> **EXERCISE DIRECTIONS**: Arrange each line of the data below as a row in a Markdown table, leaving out blank lines. Use two columns: "Row" for the row number and "Line" for the line itself.

> **RAW RECORDS**:
________________________________________
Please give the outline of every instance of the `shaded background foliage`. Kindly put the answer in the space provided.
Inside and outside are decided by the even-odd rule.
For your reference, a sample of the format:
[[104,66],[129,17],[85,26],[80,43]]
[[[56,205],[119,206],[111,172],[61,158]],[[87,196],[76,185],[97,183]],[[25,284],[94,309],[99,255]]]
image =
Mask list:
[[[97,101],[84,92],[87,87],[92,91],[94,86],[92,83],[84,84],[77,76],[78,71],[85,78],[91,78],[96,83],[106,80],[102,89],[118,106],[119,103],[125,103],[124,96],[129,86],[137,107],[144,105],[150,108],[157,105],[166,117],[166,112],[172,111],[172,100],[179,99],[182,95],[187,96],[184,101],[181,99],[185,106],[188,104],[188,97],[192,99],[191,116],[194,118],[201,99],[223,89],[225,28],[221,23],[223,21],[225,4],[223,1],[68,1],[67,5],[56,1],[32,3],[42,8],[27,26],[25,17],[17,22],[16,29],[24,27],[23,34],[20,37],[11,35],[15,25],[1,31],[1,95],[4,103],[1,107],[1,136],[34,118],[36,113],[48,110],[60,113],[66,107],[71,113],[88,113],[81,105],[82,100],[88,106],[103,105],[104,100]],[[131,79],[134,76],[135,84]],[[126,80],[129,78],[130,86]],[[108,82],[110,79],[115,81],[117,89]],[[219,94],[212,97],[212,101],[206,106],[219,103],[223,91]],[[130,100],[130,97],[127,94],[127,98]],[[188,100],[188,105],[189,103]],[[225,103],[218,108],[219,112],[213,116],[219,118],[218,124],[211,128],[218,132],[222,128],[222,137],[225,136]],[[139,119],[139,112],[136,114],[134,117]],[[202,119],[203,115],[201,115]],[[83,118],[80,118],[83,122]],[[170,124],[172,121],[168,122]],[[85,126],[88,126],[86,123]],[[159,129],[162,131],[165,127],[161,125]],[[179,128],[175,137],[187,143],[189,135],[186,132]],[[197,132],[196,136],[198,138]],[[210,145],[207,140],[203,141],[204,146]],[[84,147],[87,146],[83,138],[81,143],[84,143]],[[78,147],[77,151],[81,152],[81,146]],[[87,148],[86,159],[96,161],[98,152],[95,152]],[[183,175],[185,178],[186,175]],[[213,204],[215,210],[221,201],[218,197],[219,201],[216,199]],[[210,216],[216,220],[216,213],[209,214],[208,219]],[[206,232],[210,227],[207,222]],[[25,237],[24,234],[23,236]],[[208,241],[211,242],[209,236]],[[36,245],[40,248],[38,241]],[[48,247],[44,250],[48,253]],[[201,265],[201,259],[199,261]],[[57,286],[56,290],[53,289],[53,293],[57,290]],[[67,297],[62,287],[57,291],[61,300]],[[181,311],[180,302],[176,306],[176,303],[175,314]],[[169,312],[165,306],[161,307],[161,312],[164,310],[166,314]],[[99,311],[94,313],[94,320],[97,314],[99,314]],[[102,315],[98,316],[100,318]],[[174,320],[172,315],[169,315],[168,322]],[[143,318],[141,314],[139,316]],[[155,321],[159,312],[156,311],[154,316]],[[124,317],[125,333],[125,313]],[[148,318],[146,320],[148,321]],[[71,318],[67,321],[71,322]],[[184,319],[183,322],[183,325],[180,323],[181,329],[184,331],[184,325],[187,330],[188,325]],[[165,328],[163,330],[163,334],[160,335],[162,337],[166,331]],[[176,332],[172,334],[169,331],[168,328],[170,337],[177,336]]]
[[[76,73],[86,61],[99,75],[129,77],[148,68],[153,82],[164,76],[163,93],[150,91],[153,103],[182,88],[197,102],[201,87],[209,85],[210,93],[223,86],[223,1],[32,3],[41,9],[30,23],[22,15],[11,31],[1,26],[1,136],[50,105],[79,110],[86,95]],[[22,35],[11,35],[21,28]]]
________________________________________
> **EXPECTED ANSWER**:
| Row | Line |
|---|---|
| 1 | Please give the outline of every instance of the `shaded background foliage`. Kindly put the answer in the space provided. |
| 2 | Inside and outside are decided by the even-odd rule. |
| 3 | For your reference, a sample of the format: |
| 4 | [[104,66],[129,17],[85,26],[80,43]] |
| 5 | [[[56,205],[119,206],[111,172],[61,158]],[[87,196],[76,185],[97,183]],[[25,284],[94,309],[99,255]]] |
| 6 | image = |
| 7 | Mask list: |
| 8 | [[[97,101],[84,92],[87,87],[92,91],[94,86],[92,83],[84,84],[77,76],[78,71],[85,78],[91,78],[96,83],[106,80],[102,89],[118,106],[119,103],[125,103],[124,96],[129,86],[137,107],[144,105],[150,108],[157,105],[166,117],[166,112],[172,111],[172,100],[179,99],[182,95],[187,96],[184,101],[181,99],[185,106],[188,104],[188,97],[192,99],[191,116],[194,118],[201,99],[223,89],[225,28],[221,23],[223,21],[225,4],[223,1],[68,1],[67,5],[56,1],[32,3],[42,8],[27,26],[25,17],[17,22],[16,29],[24,27],[23,34],[20,37],[11,35],[15,25],[1,31],[1,95],[4,103],[1,107],[1,136],[34,118],[36,113],[48,110],[60,113],[66,107],[71,113],[88,113],[81,105],[82,100],[88,106],[103,105],[104,100]],[[131,79],[134,76],[135,84]],[[126,80],[129,78],[130,86]],[[108,82],[110,79],[115,81],[117,89]],[[219,94],[212,97],[212,101],[206,106],[219,103],[223,91]],[[130,100],[130,97],[127,94],[127,98]],[[188,100],[188,105],[189,103]],[[225,103],[218,108],[219,112],[213,116],[219,118],[218,124],[211,128],[218,132],[222,128],[222,137],[225,136]],[[139,119],[139,112],[136,114],[134,117]],[[202,119],[203,115],[201,115]],[[83,118],[80,118],[83,122]],[[170,124],[172,121],[168,122]],[[85,126],[88,126],[86,123]],[[159,129],[162,131],[165,127],[161,125]],[[179,128],[175,137],[187,143],[189,135],[186,132]],[[197,132],[196,136],[198,138]],[[210,145],[207,140],[203,141],[204,146]],[[84,147],[87,146],[83,138],[81,143],[84,143]],[[78,147],[77,151],[81,152],[81,146]],[[87,148],[86,159],[96,161],[98,152],[95,152]],[[183,175],[185,178],[186,175]],[[213,204],[215,210],[221,201],[218,197],[219,201],[216,199]],[[210,216],[216,220],[216,213],[209,214],[208,219]],[[206,232],[210,227],[207,222]],[[25,237],[24,234],[23,236]],[[208,241],[211,242],[209,236]],[[36,245],[40,248],[38,241]],[[48,247],[44,250],[48,253]],[[201,265],[201,259],[199,261]],[[57,286],[56,290],[53,289],[53,293],[57,290]],[[67,297],[62,287],[57,291],[61,300]],[[181,311],[180,302],[176,306],[176,303],[175,314]],[[169,312],[165,306],[161,307],[161,312],[164,310],[166,314]],[[99,311],[94,313],[94,320],[97,314],[99,314]],[[102,315],[98,316],[100,318]],[[174,320],[172,315],[169,315],[168,322]],[[143,318],[141,314],[139,316]],[[155,321],[159,312],[156,311],[154,316]],[[124,317],[125,333],[125,313]],[[148,318],[146,320],[148,321]],[[71,318],[67,321],[71,322]],[[184,319],[183,322],[183,325],[180,323],[181,329],[184,331],[184,325],[187,330],[188,325]],[[165,328],[163,330],[163,334],[160,335],[162,337],[166,331]],[[176,332],[172,334],[169,331],[168,328],[170,337],[177,336]]] |
| 9 | [[[76,73],[86,61],[99,75],[129,77],[148,68],[153,82],[164,76],[163,93],[150,91],[153,103],[182,88],[197,102],[201,87],[209,85],[210,93],[223,86],[223,1],[32,3],[41,9],[30,23],[22,15],[11,31],[1,26],[1,136],[50,105],[79,110],[86,95]],[[22,35],[11,35],[21,28]]] |